▶ **Requirement**: Please pull out every line of the items below that contains the word "painted", and copy each one in full.

• • • •

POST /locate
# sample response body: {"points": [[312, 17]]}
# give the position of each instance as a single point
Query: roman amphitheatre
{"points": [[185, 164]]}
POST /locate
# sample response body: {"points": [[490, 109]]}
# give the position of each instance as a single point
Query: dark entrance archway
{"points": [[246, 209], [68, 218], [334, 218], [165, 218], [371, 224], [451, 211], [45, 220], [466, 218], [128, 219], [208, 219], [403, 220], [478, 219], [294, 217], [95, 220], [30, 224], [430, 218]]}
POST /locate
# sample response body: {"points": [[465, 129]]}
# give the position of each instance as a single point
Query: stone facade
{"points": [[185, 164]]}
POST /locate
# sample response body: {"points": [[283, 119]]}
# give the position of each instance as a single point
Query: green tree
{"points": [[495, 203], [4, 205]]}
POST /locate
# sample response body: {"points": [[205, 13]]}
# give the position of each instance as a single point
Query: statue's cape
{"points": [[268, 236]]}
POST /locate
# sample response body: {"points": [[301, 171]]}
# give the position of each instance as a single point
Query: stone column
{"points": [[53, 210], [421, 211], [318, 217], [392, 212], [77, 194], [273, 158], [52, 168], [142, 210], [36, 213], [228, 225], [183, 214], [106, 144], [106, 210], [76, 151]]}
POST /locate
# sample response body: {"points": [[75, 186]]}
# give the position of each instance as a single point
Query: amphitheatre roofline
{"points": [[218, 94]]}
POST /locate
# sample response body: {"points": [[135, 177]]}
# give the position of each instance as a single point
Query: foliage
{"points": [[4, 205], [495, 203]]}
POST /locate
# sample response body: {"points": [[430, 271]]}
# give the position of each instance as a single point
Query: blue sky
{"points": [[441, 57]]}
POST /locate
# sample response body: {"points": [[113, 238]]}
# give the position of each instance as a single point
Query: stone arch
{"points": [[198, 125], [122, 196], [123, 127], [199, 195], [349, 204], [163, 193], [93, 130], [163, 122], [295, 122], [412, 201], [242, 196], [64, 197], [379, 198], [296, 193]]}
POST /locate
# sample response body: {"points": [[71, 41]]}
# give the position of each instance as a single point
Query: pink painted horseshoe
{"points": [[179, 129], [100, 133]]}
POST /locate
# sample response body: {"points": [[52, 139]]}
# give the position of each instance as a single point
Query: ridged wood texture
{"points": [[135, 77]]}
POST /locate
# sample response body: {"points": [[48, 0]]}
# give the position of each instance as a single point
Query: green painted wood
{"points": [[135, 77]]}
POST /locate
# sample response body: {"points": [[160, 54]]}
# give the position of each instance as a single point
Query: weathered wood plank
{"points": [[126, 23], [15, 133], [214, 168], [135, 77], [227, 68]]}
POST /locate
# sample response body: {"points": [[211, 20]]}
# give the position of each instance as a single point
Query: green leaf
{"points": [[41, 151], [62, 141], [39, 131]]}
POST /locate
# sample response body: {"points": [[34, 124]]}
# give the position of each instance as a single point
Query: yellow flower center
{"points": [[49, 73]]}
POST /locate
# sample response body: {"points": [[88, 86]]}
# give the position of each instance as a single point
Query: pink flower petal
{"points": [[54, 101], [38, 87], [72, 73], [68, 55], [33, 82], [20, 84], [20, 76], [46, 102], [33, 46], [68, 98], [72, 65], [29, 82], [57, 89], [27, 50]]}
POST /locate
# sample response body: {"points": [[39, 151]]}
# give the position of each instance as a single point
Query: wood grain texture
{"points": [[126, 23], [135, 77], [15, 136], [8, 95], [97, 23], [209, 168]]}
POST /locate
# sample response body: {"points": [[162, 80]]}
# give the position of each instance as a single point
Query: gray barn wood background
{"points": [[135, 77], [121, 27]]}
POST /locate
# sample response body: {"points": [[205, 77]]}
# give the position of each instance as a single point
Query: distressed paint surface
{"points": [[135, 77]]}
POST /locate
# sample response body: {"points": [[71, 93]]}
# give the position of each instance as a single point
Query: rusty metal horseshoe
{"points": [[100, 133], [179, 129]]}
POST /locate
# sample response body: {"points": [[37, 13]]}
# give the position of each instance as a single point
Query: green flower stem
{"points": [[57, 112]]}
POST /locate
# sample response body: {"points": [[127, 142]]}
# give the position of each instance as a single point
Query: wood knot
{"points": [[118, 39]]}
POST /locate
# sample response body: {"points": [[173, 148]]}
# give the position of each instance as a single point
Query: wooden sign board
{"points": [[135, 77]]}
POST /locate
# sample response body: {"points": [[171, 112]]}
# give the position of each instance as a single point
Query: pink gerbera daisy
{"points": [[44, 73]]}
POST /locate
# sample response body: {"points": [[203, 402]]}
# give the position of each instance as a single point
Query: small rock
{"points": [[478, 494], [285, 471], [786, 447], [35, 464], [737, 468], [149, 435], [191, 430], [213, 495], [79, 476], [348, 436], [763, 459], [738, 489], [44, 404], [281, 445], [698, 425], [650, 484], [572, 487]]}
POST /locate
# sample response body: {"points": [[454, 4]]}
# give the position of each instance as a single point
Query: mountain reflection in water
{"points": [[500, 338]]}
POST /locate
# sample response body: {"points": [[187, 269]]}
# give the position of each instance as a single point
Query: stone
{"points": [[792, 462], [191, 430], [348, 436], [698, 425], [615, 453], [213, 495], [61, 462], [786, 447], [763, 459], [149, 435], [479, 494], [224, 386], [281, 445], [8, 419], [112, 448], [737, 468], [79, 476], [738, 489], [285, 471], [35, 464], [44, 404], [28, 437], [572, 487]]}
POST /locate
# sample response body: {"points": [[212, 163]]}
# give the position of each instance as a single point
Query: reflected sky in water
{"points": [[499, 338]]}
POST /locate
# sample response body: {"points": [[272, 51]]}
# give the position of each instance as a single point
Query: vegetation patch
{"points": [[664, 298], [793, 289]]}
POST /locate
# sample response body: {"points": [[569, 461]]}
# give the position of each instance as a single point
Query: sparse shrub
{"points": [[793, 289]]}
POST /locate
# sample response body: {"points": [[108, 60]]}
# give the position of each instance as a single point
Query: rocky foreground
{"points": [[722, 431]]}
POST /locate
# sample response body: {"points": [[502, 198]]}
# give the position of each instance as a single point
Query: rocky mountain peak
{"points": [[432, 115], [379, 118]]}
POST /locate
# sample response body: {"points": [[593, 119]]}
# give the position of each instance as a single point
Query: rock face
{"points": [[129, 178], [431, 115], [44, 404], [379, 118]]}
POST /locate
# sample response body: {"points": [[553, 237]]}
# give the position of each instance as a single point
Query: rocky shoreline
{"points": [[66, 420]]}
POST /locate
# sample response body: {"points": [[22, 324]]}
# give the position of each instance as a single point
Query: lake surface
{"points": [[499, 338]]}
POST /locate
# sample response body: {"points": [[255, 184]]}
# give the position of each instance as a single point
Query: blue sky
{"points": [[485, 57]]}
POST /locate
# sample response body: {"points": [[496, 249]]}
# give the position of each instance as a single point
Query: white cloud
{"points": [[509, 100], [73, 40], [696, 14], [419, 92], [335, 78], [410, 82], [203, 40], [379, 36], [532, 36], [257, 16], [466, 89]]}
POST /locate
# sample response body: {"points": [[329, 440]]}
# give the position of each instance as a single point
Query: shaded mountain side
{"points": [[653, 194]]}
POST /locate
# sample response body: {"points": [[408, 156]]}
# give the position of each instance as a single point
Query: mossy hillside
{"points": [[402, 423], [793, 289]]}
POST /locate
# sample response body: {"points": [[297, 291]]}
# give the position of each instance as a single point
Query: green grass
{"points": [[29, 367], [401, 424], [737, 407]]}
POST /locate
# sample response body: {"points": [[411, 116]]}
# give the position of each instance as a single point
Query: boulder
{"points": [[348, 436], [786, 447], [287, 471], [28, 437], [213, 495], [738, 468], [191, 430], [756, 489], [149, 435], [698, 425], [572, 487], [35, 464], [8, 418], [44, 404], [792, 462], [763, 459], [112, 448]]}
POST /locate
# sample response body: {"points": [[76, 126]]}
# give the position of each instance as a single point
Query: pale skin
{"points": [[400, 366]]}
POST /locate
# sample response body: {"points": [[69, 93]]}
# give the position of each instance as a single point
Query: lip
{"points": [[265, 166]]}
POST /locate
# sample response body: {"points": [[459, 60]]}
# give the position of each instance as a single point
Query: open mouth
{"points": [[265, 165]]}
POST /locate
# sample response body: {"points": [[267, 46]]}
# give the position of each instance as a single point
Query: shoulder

• • • •

▶ **Response to this exercise**:
Query: pink painted horseshoe
Query: green painted wood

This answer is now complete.